Chinese company Guilin adopts mPedigree to fight counterfeit drugs in Africa


Chinese pharmaceutical company, Guilin has become the first in that country to adopt the mobile phone technology to fight counterfeiting of drugs in Africa, starting from Nigeria.

The company which is the world’s first producer of artesunate pre-qualified by the World Health Organisation says it will integrates the company’s extensive, in-house, brand protection measures with the Goldkeys© telecom and cloud computing platform provided by the mPedigree Network, a technology developed by Ghanaian entrepreneur, Bright Simons.

The SMS-based technology works when customers scratch-off a special layer covering a unique ID, which they can then send off in a free text message to a special hotline number for instant feedback on the authenticity of the medicine.

The service, according to Guilin shall initially be available to all 50 million mobile subscribers in Nigeria, before being extended to other African countries.

“10 million patients are expected to benefit from the programme in the first phase of implementation in the 2013 – 2014 operational year,” it added.

Counterfeiting is believed to be contributing to the emergence and spread of newer, more virulent, drug-resistant malarial parasites that are harder and much more expensive to treat, thus raising the risk of death for many patients around the world, the company says

In Ghana however, while no comprehensive study has been conducted, many experts believe that up to 20% of all medicines in circulation are fake.
-------
_WHAT TO WORK ON:_
a - Extract the passage of the Guilin article from "Chinese pharmaceutical company, Guilin" to "entrepreneur, Bright Simons.".
b - Continue the Guilin article from its final sentence.
None of the items are needed.

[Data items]
-------
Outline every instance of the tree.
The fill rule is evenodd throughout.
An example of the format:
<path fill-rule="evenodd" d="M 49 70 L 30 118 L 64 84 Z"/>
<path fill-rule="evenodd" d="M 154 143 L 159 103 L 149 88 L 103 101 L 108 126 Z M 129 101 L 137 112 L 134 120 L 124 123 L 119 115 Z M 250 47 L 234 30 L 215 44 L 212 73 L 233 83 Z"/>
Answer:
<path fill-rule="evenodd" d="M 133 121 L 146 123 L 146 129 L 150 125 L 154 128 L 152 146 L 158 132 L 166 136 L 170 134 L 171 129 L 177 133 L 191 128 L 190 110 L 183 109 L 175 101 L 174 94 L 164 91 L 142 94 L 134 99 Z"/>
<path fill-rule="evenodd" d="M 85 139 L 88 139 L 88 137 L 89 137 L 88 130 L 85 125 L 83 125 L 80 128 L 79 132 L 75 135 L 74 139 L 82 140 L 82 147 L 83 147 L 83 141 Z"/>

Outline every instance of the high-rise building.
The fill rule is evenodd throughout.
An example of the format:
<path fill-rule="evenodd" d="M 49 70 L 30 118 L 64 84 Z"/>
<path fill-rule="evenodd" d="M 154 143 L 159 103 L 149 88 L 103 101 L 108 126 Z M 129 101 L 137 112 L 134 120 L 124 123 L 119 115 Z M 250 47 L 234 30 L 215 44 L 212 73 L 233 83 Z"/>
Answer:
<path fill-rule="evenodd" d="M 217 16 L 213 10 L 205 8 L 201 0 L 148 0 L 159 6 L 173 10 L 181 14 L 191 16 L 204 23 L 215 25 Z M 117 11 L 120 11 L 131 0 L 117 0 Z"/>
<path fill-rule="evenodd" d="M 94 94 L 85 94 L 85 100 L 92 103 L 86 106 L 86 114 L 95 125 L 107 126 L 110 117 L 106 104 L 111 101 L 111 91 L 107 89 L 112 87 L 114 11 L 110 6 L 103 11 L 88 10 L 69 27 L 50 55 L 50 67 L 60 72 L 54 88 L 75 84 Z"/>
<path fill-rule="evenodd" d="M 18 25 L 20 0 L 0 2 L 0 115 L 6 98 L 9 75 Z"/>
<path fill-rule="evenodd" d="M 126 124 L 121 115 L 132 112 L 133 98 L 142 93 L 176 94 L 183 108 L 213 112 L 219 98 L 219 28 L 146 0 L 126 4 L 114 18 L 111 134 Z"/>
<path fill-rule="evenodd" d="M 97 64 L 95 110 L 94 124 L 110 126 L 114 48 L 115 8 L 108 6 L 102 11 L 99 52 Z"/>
-------
_PER-TASK OUTPUTS:_
a -
Chinese pharmaceutical company, Guilin has become the first in that country to adopt the mobile phone technology to fight counterfeiting of drugs in Africa, starting from Nigeria.

The company which is the world’s first producer of artesunate pre-qualified by the World Health Organisation says it will integrates the company’s extensive, in-house, brand protection measures with the Goldkeys© telecom and cloud computing platform provided by the mPedigree Network, a technology developed by Ghanaian entrepreneur, Bright Simons.

b -
“It is true that sampling activities involving some specific therapeutic categories of medicines such as anti-malarials have turned up results showing rates of less than 10% for substandard anti-malarials, and in some specific sub-categories even less than 5%. But the weakness of national surveillance systems suggest strongly that for accuracy any survey results must be multiplied by a few factors to compensate,” Mr. Simons told in an interview.

And according to him, a study conducted by the Business Coalition Against Counterfeiting & Illicit Trade in 2008/2009 suggested that the direct monetary cost to Ghana is in the region of $200 million, “but there are definitely second and third-order effects that may bring the total cost to even multiples of this figure,” he added.